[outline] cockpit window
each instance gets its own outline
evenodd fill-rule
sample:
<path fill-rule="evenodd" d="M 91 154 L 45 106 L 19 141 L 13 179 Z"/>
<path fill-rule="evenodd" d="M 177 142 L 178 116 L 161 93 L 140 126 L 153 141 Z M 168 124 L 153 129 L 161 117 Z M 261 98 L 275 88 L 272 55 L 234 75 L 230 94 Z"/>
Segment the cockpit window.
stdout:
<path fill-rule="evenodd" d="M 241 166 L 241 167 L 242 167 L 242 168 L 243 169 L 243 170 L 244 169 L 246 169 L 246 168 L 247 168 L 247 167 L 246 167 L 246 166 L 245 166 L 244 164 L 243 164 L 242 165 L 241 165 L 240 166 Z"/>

━━━━━━━━

TASK TO COMPLETE:
Rewrite the data as a JSON list of strings, with one string for each line and blank lines omitted.

CORRECT ANSWER:
[
  "[outline] cockpit window",
  "each instance gets its own outline",
  "evenodd fill-rule",
  "sample:",
  "<path fill-rule=\"evenodd\" d=\"M 91 154 L 45 106 L 19 141 L 13 179 Z\"/>",
  "<path fill-rule=\"evenodd\" d=\"M 177 142 L 178 116 L 161 93 L 140 126 L 153 141 Z M 168 124 L 153 129 L 161 117 Z M 261 98 L 275 88 L 272 55 L 234 75 L 230 94 Z\"/>",
  "Segment the cockpit window.",
  "stdout:",
  "<path fill-rule=\"evenodd\" d=\"M 241 166 L 241 167 L 242 167 L 242 168 L 243 169 L 243 170 L 244 169 L 246 169 L 246 168 L 247 168 L 247 167 L 246 167 L 246 166 L 245 166 L 244 164 L 243 164 L 242 165 L 241 165 L 240 166 Z\"/>"
]